Could you show each line of the records that contains the word "seat"?

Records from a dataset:

━━━

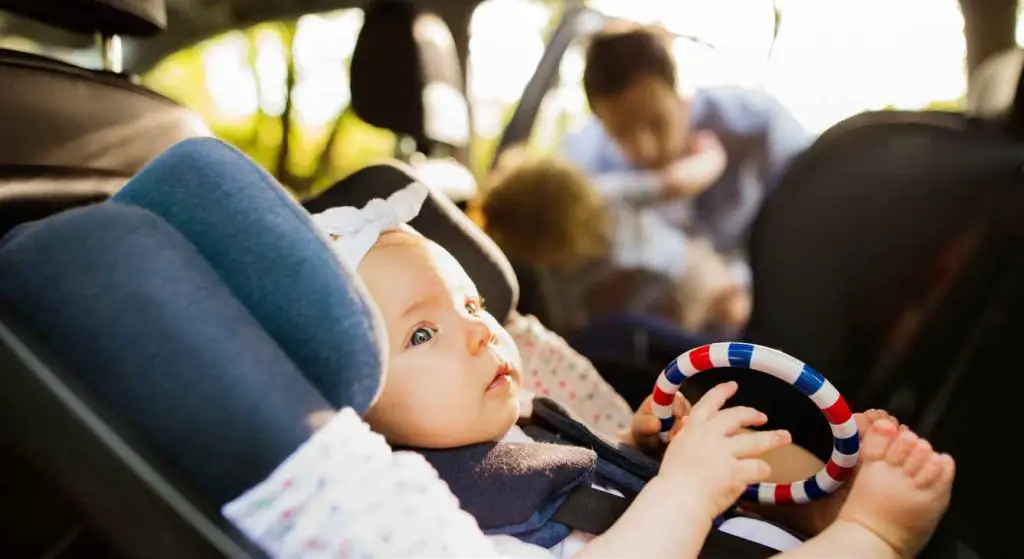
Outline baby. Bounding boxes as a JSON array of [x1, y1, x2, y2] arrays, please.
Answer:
[[478, 153, 750, 334], [315, 183, 955, 559]]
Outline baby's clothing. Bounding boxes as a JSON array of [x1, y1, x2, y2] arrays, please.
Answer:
[[223, 407, 802, 559], [223, 408, 502, 558], [501, 425, 801, 558], [504, 312, 632, 438]]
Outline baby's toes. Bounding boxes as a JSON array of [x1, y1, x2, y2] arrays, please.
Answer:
[[913, 454, 947, 489], [855, 409, 883, 432], [902, 439, 933, 476], [862, 418, 899, 461], [938, 454, 956, 486], [886, 428, 919, 467], [877, 410, 898, 425], [864, 409, 889, 422]]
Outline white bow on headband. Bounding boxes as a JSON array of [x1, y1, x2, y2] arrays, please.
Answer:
[[312, 182, 429, 270]]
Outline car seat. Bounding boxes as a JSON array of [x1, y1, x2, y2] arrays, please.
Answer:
[[739, 58, 1024, 557], [0, 203, 304, 558], [284, 143, 982, 559], [348, 0, 476, 206], [0, 0, 210, 238], [0, 137, 396, 556], [5, 136, 985, 557]]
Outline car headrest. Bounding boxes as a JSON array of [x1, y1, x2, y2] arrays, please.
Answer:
[[0, 202, 334, 506], [0, 49, 211, 235], [350, 0, 469, 150], [302, 160, 519, 324], [967, 47, 1024, 120], [113, 138, 387, 414], [0, 0, 167, 36], [0, 50, 210, 173]]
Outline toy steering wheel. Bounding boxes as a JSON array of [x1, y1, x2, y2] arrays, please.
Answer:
[[652, 342, 860, 505]]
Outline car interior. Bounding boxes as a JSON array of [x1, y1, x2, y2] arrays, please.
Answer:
[[2, 0, 1023, 557]]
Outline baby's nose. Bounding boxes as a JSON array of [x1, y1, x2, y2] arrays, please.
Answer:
[[466, 319, 494, 354]]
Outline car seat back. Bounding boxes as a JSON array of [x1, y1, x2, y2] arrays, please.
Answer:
[[0, 138, 390, 558], [351, 0, 468, 155], [747, 110, 1022, 400], [349, 0, 475, 204], [745, 94, 1024, 553], [0, 0, 210, 237], [0, 203, 296, 558]]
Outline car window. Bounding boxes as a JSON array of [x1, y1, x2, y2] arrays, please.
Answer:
[[143, 9, 396, 197], [489, 0, 969, 163], [466, 0, 564, 174]]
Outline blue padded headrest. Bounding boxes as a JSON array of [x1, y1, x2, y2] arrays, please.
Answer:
[[0, 203, 333, 505], [113, 138, 386, 414]]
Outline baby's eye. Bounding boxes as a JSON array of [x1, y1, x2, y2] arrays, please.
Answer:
[[465, 297, 486, 316], [409, 326, 436, 347]]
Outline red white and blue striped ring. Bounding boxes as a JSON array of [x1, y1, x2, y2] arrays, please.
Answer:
[[653, 342, 860, 505]]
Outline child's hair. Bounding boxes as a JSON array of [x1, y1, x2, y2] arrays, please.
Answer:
[[583, 25, 677, 104], [479, 153, 611, 268]]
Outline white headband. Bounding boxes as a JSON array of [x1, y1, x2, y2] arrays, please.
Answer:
[[312, 182, 429, 270]]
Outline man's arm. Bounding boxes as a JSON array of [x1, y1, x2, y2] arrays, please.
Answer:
[[561, 117, 666, 206], [706, 87, 811, 186]]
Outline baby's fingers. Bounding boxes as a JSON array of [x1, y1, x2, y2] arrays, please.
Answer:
[[632, 416, 664, 452], [736, 459, 773, 485], [689, 382, 738, 421], [673, 393, 692, 419], [729, 430, 791, 458], [632, 412, 661, 436], [709, 406, 767, 435]]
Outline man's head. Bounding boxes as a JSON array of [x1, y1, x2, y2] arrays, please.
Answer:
[[358, 230, 524, 449], [583, 26, 690, 169], [481, 153, 611, 268]]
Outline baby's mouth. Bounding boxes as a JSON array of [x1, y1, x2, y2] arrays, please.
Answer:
[[487, 362, 516, 391]]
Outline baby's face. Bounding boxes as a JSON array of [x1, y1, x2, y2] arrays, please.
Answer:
[[358, 230, 523, 448]]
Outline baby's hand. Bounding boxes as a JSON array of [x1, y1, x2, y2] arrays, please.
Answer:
[[628, 391, 691, 454], [659, 382, 792, 518]]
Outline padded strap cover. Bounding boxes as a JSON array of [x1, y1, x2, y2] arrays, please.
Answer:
[[0, 202, 331, 505], [114, 138, 386, 414]]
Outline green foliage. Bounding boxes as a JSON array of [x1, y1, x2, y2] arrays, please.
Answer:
[[143, 14, 397, 197]]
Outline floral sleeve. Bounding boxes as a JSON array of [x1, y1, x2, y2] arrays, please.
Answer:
[[222, 408, 501, 558], [505, 312, 633, 438]]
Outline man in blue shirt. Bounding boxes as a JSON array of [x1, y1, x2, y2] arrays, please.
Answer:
[[562, 25, 813, 255]]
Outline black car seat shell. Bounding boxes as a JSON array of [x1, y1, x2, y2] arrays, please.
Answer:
[[303, 160, 520, 325], [0, 0, 167, 37], [0, 0, 210, 237]]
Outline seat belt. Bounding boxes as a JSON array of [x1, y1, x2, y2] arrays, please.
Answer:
[[550, 485, 779, 558], [550, 484, 632, 535]]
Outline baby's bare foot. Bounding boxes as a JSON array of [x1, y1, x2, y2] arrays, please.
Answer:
[[838, 419, 955, 558], [803, 409, 898, 533]]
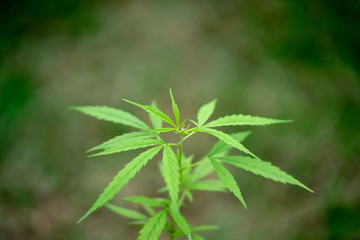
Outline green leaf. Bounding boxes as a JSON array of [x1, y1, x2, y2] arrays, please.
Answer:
[[169, 203, 192, 240], [129, 220, 148, 226], [197, 128, 258, 159], [77, 145, 163, 223], [122, 195, 167, 208], [193, 234, 205, 240], [138, 209, 167, 240], [123, 99, 175, 127], [192, 225, 219, 232], [143, 128, 175, 133], [215, 156, 313, 192], [142, 205, 156, 216], [106, 203, 148, 221], [183, 154, 194, 168], [149, 101, 162, 129], [87, 132, 156, 152], [162, 145, 180, 204], [181, 155, 194, 184], [210, 158, 247, 208], [185, 190, 193, 203], [70, 106, 150, 130], [209, 131, 252, 157], [187, 179, 226, 192], [169, 89, 180, 126], [179, 119, 188, 128], [190, 158, 213, 183], [89, 139, 164, 157], [205, 114, 292, 128], [172, 225, 218, 237], [197, 99, 217, 126], [156, 186, 167, 193], [189, 119, 199, 127]]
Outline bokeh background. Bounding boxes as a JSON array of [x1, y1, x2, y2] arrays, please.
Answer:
[[1, 0, 359, 239]]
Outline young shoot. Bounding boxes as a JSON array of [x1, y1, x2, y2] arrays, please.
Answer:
[[71, 90, 313, 240]]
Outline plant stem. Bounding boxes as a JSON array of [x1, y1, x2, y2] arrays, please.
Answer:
[[182, 132, 194, 142], [188, 157, 208, 168]]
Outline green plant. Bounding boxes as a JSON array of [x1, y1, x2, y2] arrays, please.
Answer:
[[71, 90, 313, 240]]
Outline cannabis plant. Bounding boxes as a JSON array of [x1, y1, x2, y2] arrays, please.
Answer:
[[72, 90, 312, 240]]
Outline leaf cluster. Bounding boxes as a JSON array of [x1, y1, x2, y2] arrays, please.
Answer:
[[71, 89, 312, 239]]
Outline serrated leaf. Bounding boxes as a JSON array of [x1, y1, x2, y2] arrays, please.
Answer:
[[169, 89, 180, 126], [197, 128, 258, 159], [209, 131, 252, 157], [123, 99, 175, 127], [215, 156, 313, 192], [191, 158, 213, 183], [106, 203, 148, 221], [89, 139, 164, 157], [169, 203, 192, 240], [87, 132, 156, 152], [162, 145, 180, 204], [181, 155, 194, 184], [138, 209, 167, 240], [122, 195, 167, 208], [77, 145, 163, 223], [149, 101, 162, 129], [187, 179, 226, 192], [197, 99, 217, 126], [70, 106, 150, 130], [205, 114, 292, 128], [210, 158, 247, 208]]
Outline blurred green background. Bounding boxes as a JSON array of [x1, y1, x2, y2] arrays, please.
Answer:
[[1, 0, 359, 239]]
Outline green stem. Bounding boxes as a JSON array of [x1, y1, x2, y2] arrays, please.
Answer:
[[188, 157, 208, 169], [182, 132, 194, 142]]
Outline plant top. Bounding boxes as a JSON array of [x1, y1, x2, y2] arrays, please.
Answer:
[[71, 89, 313, 240]]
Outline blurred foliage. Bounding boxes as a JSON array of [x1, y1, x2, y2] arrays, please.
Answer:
[[0, 0, 359, 239]]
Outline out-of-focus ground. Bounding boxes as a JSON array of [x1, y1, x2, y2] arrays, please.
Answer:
[[1, 0, 359, 239]]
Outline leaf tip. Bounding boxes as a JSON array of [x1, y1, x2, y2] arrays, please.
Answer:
[[86, 147, 96, 153], [122, 98, 137, 105], [87, 152, 99, 157], [302, 185, 314, 193], [239, 197, 247, 209], [169, 89, 175, 100], [68, 106, 82, 111], [283, 119, 294, 123], [76, 210, 92, 224]]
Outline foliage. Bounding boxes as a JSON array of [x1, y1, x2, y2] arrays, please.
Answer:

━━━

Response to the task —
Outline car seat. Bounding boxes as a JSON array of [x1, y1, x2, y2] arrays, please.
Outline car seat back. Bounding boxes as a JSON array of [x1, y1, x2, y2] arrays, please.
Outline black car seat shell. Bounding boxes as a JSON array of [x1, y1, x2, y2] arrays, please.
Outline seat belt. Bounding boxes as a JSON array of [x1, y1, x2, y2] arrays, please.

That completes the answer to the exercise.